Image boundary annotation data

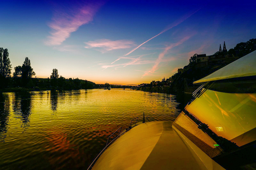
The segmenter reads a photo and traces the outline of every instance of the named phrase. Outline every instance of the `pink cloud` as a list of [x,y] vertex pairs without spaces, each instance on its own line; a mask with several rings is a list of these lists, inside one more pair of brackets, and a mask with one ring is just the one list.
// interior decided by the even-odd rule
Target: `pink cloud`
[[[52,29],[51,35],[48,37],[45,44],[48,45],[61,44],[80,26],[92,21],[93,16],[102,5],[100,3],[83,2],[68,7],[68,10],[56,9],[49,25]],[[66,11],[69,13],[66,13]]]
[[143,60],[141,57],[141,56],[136,58],[132,58],[131,61],[125,63],[110,65],[106,65],[105,64],[99,63],[99,65],[101,66],[101,68],[104,69],[102,70],[103,71],[109,67],[120,68],[121,67],[126,67],[127,65],[130,65],[145,64],[154,63],[155,62],[154,61]]
[[142,43],[138,46],[136,48],[134,48],[131,51],[130,51],[129,52],[127,53],[127,54],[126,54],[124,55],[128,55],[129,54],[134,51],[135,50],[139,48],[140,46],[141,46],[141,45],[143,45],[143,44],[145,44],[145,43],[149,41],[150,41],[152,39],[154,39],[154,38],[155,38],[159,35],[162,34],[163,33],[169,30],[170,29],[171,29],[174,27],[176,27],[176,26],[177,26],[177,25],[179,25],[181,23],[182,23],[184,21],[185,21],[185,20],[186,20],[187,19],[190,17],[192,15],[196,13],[196,12],[197,12],[198,10],[199,10],[200,9],[201,9],[202,8],[202,7],[201,7],[199,8],[199,9],[197,9],[197,10],[196,10],[195,11],[193,12],[192,13],[188,13],[188,14],[187,14],[184,16],[183,16],[181,18],[180,18],[178,20],[177,20],[174,23],[171,24],[169,25],[167,27],[167,28],[162,31],[160,33],[158,34],[155,36],[154,36],[152,38],[146,41],[145,42],[143,42],[143,43]]
[[117,58],[117,59],[112,62],[111,63],[111,64],[113,64],[116,61],[117,61],[119,60],[120,59],[133,59],[132,58],[132,57],[137,57],[138,56],[143,56],[144,55],[150,55],[150,54],[156,54],[157,53],[157,52],[155,52],[154,53],[150,53],[150,54],[141,54],[141,55],[134,55],[133,56],[130,56],[129,57],[120,57],[118,58]]
[[98,49],[98,50],[102,52],[113,49],[130,48],[135,45],[133,42],[129,40],[120,40],[113,41],[106,39],[90,41],[85,42],[85,43],[87,45],[85,46],[85,48],[100,48],[102,49]]
[[[170,45],[166,47],[165,47],[165,48],[164,49],[164,50],[163,52],[160,53],[159,55],[158,55],[158,58],[156,60],[156,61],[155,62],[155,64],[154,65],[154,66],[153,66],[153,67],[151,68],[151,69],[148,72],[146,72],[144,73],[144,74],[142,75],[142,77],[147,76],[150,73],[150,72],[155,72],[156,71],[157,69],[158,69],[158,65],[159,65],[159,64],[161,62],[162,62],[164,60],[164,56],[165,54],[166,54],[166,53],[168,52],[168,51],[170,50],[170,49],[171,49],[174,47],[175,47],[175,46],[177,46],[178,45],[179,45],[182,43],[183,43],[184,42],[186,41],[191,37],[191,36],[187,36],[186,37],[185,37],[183,39],[182,39],[182,40],[180,40],[180,41],[179,41],[177,42],[176,42],[176,43],[172,44],[171,44]],[[174,58],[170,58],[169,59],[168,59],[168,60],[174,60]]]

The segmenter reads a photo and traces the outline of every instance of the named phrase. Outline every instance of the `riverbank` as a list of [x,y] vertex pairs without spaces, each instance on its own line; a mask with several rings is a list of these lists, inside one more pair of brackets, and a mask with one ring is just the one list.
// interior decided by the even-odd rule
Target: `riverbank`
[[[38,87],[34,88],[24,87],[12,87],[0,89],[0,93],[10,92],[31,92],[34,91],[45,91],[46,90],[80,90],[81,89],[64,89],[61,88],[52,87],[51,88],[39,88]],[[85,89],[86,90],[86,89]]]

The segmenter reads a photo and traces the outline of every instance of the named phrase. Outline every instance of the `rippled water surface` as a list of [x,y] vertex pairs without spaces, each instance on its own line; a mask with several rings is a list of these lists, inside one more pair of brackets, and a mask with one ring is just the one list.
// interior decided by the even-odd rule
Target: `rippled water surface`
[[119,127],[143,112],[173,120],[186,98],[113,89],[0,94],[0,169],[86,169]]

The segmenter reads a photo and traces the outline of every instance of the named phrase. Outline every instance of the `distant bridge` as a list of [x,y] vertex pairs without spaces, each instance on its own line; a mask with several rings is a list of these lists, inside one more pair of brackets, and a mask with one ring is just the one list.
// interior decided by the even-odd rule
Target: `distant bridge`
[[[104,86],[105,85],[105,84],[97,84],[98,85],[100,85],[101,86]],[[126,84],[126,85],[123,85],[122,84],[109,84],[109,85],[111,86],[115,86],[115,87],[117,86],[117,87],[139,87],[139,86],[138,84]]]
[[133,87],[138,87],[139,86],[138,84],[126,84],[126,85],[122,85],[122,84],[110,84],[111,86],[133,86]]

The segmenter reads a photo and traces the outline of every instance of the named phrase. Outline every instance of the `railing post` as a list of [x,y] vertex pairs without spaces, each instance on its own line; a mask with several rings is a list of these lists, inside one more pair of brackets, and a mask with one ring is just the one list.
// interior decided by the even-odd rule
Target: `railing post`
[[144,115],[144,112],[143,112],[143,120],[142,120],[142,123],[145,123],[145,115]]

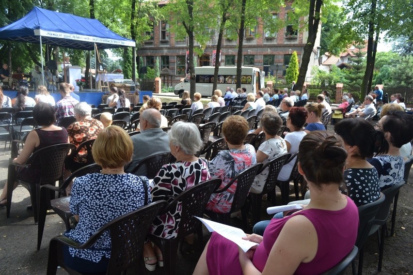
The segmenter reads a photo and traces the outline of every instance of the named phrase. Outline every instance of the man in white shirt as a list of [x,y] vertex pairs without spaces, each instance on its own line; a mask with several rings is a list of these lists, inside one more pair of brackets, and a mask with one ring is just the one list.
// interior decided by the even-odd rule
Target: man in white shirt
[[106,99],[106,104],[109,104],[109,102],[112,101],[114,97],[118,96],[118,88],[115,86],[111,87],[111,95]]
[[317,96],[317,103],[318,104],[322,103],[324,105],[324,108],[323,109],[323,112],[324,110],[327,110],[329,113],[330,113],[332,112],[331,106],[330,106],[330,104],[327,103],[327,101],[325,101],[324,99],[324,95],[322,93],[320,93]]
[[264,99],[262,98],[263,96],[264,96],[264,93],[261,91],[258,91],[255,95],[255,97],[257,98],[257,100],[255,100],[255,104],[256,105],[255,115],[257,115],[258,112],[261,109],[265,107],[265,101],[264,101]]

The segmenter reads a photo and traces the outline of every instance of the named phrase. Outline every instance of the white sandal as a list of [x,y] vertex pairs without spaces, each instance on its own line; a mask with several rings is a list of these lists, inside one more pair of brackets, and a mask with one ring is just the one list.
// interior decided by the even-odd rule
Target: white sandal
[[[145,259],[145,267],[146,268],[146,269],[149,270],[149,271],[153,271],[156,268],[156,262],[155,263],[146,263],[147,260],[151,260],[156,259],[157,258],[155,256],[153,257],[144,257]],[[159,263],[159,262],[158,262]],[[163,266],[163,262],[162,263],[162,266]],[[159,265],[160,266],[160,265]]]

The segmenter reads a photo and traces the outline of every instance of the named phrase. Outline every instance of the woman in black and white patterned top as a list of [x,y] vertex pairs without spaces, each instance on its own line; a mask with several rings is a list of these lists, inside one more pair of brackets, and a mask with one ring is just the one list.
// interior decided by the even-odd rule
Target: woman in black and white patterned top
[[349,197],[357,206],[377,200],[380,198],[379,174],[365,159],[375,152],[387,152],[389,144],[384,135],[362,118],[342,120],[334,130],[343,138],[348,154],[344,177]]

*Aim of the exercise:*
Turn every line of the records above into a Markdown table with the columns "Row" and "Line," skipping blank lines. Leave the pictures out of the table.

*Correct result:*
| Row | Line |
|---|---|
| 1 | The segmenter reads a photo and traces the outline of every instance of the named phrase. Outline every instance of the `pink cloud` as a list of [x,y] vertex pairs without spaces, each instance on its own line; a mask with several rings is a list of these lists, inside one more pair of brackets, and a mask with one ring is just the one list. |
| 2 | // interior decided by the even-odd rule |
| 3 | Target: `pink cloud` |
| 4 | [[[52,29],[51,35],[48,37],[45,44],[48,45],[61,44],[80,26],[92,21],[93,16],[102,5],[100,3],[83,2],[68,7],[68,10],[56,9],[49,25]],[[66,11],[69,13],[66,13]]] |
| 5 | [[143,60],[141,57],[141,56],[136,58],[132,58],[131,61],[125,63],[110,65],[106,65],[105,64],[99,63],[99,65],[101,66],[101,68],[104,69],[102,70],[103,71],[109,67],[120,68],[121,67],[126,67],[127,65],[130,65],[145,64],[154,63],[155,62],[154,61]] |
| 6 | [[142,43],[138,46],[136,48],[134,48],[131,51],[130,51],[129,52],[127,53],[127,54],[126,54],[124,55],[128,55],[129,54],[134,51],[135,50],[139,48],[140,46],[141,46],[141,45],[143,45],[143,44],[145,44],[145,43],[149,41],[150,41],[152,39],[154,39],[154,38],[155,38],[159,35],[162,34],[163,33],[169,30],[170,29],[171,29],[174,27],[176,27],[176,26],[177,26],[177,25],[179,25],[181,23],[182,23],[184,21],[185,21],[185,20],[186,20],[187,19],[190,17],[192,15],[196,13],[196,12],[197,12],[198,10],[199,10],[200,9],[201,9],[202,8],[202,7],[201,7],[199,8],[199,9],[197,9],[197,10],[196,10],[195,11],[193,12],[192,13],[188,13],[188,14],[187,14],[184,16],[183,16],[181,18],[180,18],[178,20],[177,20],[174,23],[171,24],[169,25],[167,27],[167,28],[162,31],[160,33],[158,34],[155,36],[154,36],[152,38],[146,41],[145,42],[143,42],[143,43]] |
| 7 | [[117,58],[117,59],[112,62],[111,63],[111,64],[113,64],[116,61],[117,61],[119,60],[120,59],[133,59],[132,58],[132,57],[137,57],[138,56],[143,56],[144,55],[150,55],[150,54],[156,54],[157,53],[157,52],[155,52],[154,53],[150,53],[150,54],[141,54],[141,55],[134,55],[133,56],[130,56],[129,57],[120,57],[118,58]] |
| 8 | [[98,49],[98,50],[102,52],[113,49],[130,48],[135,45],[133,42],[129,40],[120,40],[113,41],[106,39],[90,41],[85,42],[85,43],[87,45],[85,46],[85,48],[100,48],[102,49]] |
| 9 | [[[170,45],[166,47],[165,47],[165,48],[164,49],[164,50],[163,52],[160,53],[159,55],[158,55],[158,58],[156,60],[156,61],[155,62],[155,64],[154,65],[154,66],[153,66],[153,67],[151,68],[151,69],[148,72],[146,72],[144,73],[144,74],[142,75],[142,77],[147,76],[150,73],[150,72],[155,72],[156,71],[157,69],[158,69],[158,65],[159,65],[159,64],[161,62],[162,62],[164,60],[164,56],[165,54],[166,54],[166,53],[168,52],[168,51],[170,50],[170,49],[171,49],[174,47],[175,47],[175,46],[177,46],[178,45],[179,45],[182,43],[183,43],[184,42],[186,41],[191,37],[191,36],[187,36],[186,37],[185,37],[183,39],[182,39],[182,40],[180,40],[180,41],[179,41],[177,42],[176,42],[176,43],[172,44],[171,44]],[[174,58],[170,58],[169,59],[168,59],[168,60],[174,60]]] |
| 10 | The segmenter reads a photo and traces the outline of every instance of the named phrase. Outline every instance of the `riverbank` as a list of [x,y] vertex pairs without spaces, each instance on its own line; a mask with several rings is a list of these lists, inside one more pair of brackets, and a mask with one ring is just the one list. |
| 11 | // interior decided by the even-odd rule |
| 12 | Target: `riverbank` |
| 13 | [[[38,87],[34,88],[24,87],[12,87],[0,89],[0,93],[10,92],[31,92],[34,91],[45,91],[46,90],[80,90],[81,89],[64,89],[61,88],[52,87],[51,88],[39,88]],[[85,89],[86,90],[86,89]]] |
| 14 | The segmenter reads a photo and traces the outline of every instance of the named phrase. Outline every instance of the `rippled water surface` as a list of [x,y] vertex pairs without spaces, each instance on its own line; a mask with several rings is a list of these lists, inside one more pair of brackets, and a mask with one ring is just the one list. |
| 15 | // interior decided by the even-odd rule |
| 16 | Target: `rippled water surface` |
| 17 | [[119,127],[143,112],[173,120],[186,98],[113,89],[0,94],[0,169],[86,169]] |
| 18 | The segmenter reads a photo and traces the outline of every instance of the named phrase. Outline every instance of the `distant bridge` as a list of [x,y] vertex pairs without spaces, each instance on its own line; a mask with several rings is a list of these lists, inside one more pair of brackets, and a mask with one ring is just the one list. |
| 19 | // interior decided by the even-odd rule |
| 20 | Target: `distant bridge` |
| 21 | [[[104,86],[105,85],[105,84],[97,84],[98,85],[100,85],[101,86]],[[126,84],[126,85],[123,85],[122,84],[109,84],[109,85],[111,86],[115,86],[115,87],[117,86],[117,87],[139,87],[139,86],[138,84]]] |
| 22 | [[133,87],[138,87],[139,86],[138,84],[126,84],[126,85],[122,85],[122,84],[110,84],[111,86],[133,86]] |
| 23 | The segmenter reads a photo and traces the outline of every instance of the named phrase. Outline every instance of the `railing post` as a list of [x,y] vertex pairs without spaces, each instance on its own line; a mask with several rings is a list of these lists, inside one more pair of brackets, and a mask with one ring is just the one list. |
| 24 | // interior decided by the even-odd rule |
| 25 | Target: `railing post` |
| 26 | [[144,115],[144,112],[143,112],[143,120],[142,120],[142,123],[145,123],[145,115]] |
| 27 | The segmenter reads a photo and traces the outline of every instance of the named phrase. Outline every instance of the man in white shirt as a list of [x,y] vertex pairs without spaces, each instance on its own line; a mask with several rings is a list of these lists, inside one more pair of brackets, and a mask with one ring is just the one list. |
| 28 | // interior decided by the even-odd rule |
| 29 | Target: man in white shirt |
| 30 | [[106,99],[106,104],[109,104],[109,102],[112,101],[114,97],[118,96],[118,88],[115,86],[111,87],[111,95]] |
| 31 | [[317,96],[317,103],[318,104],[322,103],[324,105],[324,108],[323,109],[323,112],[324,110],[327,110],[329,113],[330,113],[332,112],[331,106],[330,106],[330,104],[327,103],[327,101],[325,101],[324,99],[324,95],[322,93],[320,93]] |
| 32 | [[264,99],[262,98],[263,96],[264,96],[264,93],[261,91],[258,91],[255,95],[255,97],[257,98],[257,100],[255,100],[255,104],[256,105],[255,115],[257,115],[258,112],[261,109],[265,107],[265,101],[264,101]] |
| 33 | The segmenter reads a photo and traces the outline of every instance of the named phrase. Outline every instance of the white sandal as a list of [x,y] vertex pairs without spaces, each instance on its own line; a mask with several rings is a list of these lists, inside one more pair of brackets, and a mask with one ring is just the one list. |
| 34 | // interior decided by the even-odd rule |
| 35 | Target: white sandal |
| 36 | [[[145,259],[145,267],[146,268],[146,269],[149,270],[149,271],[153,271],[156,268],[156,262],[155,263],[146,263],[147,260],[151,260],[156,259],[157,258],[155,256],[153,257],[144,257]],[[159,263],[159,262],[158,262]],[[163,266],[163,262],[162,263],[162,266]],[[159,265],[160,266],[160,265]]] |
| 37 | The segmenter reads a photo and traces the outline of every instance of the named phrase. Outline every instance of the woman in black and white patterned top as a list of [x,y] vertex pairs without spaces, each instance on its own line; a mask with several rings is a list of these lists, inside one more pair of brackets, and a mask with one ring is just the one list. |
| 38 | // interior decided by the even-odd rule |
| 39 | Target: woman in black and white patterned top |
| 40 | [[349,197],[357,206],[377,200],[380,198],[379,174],[365,159],[375,152],[387,152],[389,144],[384,135],[362,118],[342,120],[334,130],[343,138],[348,154],[344,177]] |